▶ Task statement
Consider the entries given below. Count the lines that include "brick" and give only the count.

START The input

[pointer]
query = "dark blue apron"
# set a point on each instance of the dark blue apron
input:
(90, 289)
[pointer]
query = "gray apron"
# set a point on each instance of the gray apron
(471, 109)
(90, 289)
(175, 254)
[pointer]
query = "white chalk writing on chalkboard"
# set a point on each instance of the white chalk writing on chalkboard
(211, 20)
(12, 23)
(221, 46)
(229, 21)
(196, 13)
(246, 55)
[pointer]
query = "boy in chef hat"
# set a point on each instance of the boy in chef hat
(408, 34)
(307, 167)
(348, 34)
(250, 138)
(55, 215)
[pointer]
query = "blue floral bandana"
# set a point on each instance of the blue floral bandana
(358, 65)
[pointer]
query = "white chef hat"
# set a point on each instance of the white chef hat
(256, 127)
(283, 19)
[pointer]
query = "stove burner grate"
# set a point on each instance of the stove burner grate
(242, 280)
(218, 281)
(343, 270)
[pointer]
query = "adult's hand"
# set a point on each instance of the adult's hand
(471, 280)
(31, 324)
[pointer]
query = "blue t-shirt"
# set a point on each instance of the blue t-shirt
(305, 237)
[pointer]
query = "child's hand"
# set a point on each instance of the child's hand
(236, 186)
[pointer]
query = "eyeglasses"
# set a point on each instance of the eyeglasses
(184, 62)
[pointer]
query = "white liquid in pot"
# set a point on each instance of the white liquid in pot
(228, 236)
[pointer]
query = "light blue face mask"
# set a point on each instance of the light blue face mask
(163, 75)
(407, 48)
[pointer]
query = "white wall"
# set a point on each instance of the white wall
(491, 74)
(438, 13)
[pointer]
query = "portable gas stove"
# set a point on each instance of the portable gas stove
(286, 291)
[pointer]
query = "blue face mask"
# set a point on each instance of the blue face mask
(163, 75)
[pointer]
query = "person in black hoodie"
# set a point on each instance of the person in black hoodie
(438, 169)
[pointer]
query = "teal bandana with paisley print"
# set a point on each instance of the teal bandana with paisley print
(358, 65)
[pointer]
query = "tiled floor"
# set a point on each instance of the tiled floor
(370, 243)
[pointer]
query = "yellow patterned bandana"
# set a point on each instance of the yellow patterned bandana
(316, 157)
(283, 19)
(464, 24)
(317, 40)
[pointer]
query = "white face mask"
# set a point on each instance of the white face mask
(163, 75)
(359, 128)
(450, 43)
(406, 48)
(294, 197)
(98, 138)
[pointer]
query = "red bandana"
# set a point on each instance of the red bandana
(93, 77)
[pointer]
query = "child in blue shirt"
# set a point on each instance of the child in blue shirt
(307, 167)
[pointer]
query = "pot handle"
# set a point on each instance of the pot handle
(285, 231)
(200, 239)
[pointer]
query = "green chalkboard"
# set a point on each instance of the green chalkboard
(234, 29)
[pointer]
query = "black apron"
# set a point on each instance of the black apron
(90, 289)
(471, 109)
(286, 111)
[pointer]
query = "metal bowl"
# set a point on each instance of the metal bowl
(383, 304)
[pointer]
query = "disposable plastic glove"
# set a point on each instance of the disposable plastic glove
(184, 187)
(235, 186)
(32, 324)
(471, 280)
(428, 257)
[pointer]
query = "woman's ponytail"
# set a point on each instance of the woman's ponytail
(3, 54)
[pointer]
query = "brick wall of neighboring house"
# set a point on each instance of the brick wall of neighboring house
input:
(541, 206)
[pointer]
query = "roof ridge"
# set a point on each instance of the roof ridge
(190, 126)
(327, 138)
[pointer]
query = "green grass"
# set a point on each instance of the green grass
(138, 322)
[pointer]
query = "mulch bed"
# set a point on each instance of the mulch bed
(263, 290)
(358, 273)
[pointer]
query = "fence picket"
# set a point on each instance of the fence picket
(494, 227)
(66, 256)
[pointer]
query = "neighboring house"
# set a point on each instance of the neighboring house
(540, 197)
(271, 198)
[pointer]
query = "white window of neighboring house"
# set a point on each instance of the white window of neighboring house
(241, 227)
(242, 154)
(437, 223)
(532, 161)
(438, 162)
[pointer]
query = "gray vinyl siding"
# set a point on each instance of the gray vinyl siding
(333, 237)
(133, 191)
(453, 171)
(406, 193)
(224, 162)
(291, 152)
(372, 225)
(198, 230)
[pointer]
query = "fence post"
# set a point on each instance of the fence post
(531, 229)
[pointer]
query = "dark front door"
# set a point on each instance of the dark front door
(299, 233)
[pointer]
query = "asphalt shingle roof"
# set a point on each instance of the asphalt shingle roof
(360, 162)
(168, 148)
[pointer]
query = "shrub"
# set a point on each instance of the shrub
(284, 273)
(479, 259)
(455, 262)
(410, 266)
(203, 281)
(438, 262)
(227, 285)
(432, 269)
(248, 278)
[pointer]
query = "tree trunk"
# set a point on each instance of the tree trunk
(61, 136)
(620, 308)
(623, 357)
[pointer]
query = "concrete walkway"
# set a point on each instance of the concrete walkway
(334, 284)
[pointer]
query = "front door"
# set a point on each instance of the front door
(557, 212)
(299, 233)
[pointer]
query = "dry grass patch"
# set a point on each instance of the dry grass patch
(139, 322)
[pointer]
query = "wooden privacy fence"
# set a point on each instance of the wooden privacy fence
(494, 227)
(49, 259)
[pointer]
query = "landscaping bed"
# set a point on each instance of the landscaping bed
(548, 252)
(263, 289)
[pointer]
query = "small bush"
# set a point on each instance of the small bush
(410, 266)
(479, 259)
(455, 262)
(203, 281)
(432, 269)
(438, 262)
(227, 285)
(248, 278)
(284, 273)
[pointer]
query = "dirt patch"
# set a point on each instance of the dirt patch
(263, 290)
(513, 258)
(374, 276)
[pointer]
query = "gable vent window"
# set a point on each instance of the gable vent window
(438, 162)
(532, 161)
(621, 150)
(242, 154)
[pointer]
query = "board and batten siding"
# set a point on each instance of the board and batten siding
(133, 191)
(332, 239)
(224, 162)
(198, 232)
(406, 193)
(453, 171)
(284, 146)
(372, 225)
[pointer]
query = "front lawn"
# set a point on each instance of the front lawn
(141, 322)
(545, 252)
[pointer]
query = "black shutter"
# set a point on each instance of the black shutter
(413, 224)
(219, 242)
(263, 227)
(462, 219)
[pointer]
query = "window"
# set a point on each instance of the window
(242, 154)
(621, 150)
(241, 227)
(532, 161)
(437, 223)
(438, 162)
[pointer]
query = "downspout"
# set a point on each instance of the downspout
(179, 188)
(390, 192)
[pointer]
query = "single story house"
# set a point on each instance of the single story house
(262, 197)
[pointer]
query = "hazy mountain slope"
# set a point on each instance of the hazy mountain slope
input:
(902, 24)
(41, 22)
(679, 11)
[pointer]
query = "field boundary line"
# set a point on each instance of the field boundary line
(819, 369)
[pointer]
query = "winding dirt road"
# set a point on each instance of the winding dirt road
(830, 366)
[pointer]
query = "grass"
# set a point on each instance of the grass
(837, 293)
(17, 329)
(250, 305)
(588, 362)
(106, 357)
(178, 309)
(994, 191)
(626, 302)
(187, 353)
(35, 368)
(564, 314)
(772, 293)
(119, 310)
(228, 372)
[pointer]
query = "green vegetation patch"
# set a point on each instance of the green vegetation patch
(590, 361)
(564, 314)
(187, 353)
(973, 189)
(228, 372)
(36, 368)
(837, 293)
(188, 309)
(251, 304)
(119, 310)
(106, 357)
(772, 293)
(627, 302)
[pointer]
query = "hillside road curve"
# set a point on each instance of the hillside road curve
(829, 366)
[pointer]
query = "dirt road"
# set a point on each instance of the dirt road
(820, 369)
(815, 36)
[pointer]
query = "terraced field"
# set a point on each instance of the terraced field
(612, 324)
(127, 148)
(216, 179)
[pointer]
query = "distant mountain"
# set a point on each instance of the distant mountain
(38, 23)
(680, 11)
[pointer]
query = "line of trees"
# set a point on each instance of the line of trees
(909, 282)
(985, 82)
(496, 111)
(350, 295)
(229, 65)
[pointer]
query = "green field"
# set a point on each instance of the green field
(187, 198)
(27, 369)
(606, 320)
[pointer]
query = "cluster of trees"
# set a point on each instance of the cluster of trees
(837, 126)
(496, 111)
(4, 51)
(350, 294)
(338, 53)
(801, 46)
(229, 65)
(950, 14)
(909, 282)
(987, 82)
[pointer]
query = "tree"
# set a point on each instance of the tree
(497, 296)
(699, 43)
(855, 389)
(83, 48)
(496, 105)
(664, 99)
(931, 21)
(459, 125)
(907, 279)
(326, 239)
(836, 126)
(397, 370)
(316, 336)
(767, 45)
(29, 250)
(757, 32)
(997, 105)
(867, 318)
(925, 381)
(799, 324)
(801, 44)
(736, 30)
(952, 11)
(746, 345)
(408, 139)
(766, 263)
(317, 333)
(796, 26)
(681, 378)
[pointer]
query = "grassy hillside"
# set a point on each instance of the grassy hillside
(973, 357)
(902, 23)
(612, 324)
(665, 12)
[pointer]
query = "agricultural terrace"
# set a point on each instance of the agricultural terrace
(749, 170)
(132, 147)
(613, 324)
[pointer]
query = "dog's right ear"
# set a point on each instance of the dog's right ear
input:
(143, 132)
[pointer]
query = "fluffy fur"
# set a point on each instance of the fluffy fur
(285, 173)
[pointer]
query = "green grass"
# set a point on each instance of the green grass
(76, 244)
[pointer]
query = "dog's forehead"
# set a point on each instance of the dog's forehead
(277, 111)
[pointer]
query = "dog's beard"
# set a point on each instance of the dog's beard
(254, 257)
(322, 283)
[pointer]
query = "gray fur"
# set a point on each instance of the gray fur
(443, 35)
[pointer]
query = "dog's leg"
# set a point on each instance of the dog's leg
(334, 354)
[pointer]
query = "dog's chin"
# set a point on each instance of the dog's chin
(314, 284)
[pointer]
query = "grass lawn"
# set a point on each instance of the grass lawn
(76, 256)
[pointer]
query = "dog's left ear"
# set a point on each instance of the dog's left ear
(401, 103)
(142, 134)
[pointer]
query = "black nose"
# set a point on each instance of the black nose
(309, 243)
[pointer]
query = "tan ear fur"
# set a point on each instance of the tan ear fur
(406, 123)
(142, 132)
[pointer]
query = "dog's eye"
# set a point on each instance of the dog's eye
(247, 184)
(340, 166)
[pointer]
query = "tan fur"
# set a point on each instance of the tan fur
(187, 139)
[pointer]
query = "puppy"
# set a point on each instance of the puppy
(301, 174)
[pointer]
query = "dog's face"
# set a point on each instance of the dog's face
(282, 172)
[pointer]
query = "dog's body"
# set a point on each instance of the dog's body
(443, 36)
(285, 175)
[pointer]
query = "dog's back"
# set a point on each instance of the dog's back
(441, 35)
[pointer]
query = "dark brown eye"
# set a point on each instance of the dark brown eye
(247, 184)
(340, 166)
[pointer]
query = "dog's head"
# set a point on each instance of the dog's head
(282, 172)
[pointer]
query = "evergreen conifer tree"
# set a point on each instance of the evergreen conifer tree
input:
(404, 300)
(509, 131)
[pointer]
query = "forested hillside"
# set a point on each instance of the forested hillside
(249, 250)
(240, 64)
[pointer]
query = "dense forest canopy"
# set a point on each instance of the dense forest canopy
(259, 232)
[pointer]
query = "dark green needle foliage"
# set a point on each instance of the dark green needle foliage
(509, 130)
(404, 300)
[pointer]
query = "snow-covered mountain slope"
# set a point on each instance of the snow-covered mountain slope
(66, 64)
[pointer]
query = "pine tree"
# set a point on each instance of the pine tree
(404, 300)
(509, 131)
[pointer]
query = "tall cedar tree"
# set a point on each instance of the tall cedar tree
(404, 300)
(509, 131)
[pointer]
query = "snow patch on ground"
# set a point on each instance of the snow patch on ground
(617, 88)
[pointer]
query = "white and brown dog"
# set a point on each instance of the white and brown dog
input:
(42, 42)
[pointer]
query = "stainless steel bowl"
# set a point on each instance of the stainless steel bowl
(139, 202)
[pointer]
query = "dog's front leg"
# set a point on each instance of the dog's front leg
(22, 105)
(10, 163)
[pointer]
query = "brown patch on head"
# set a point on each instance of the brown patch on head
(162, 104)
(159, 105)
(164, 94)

END The input

▶ Expected answer
2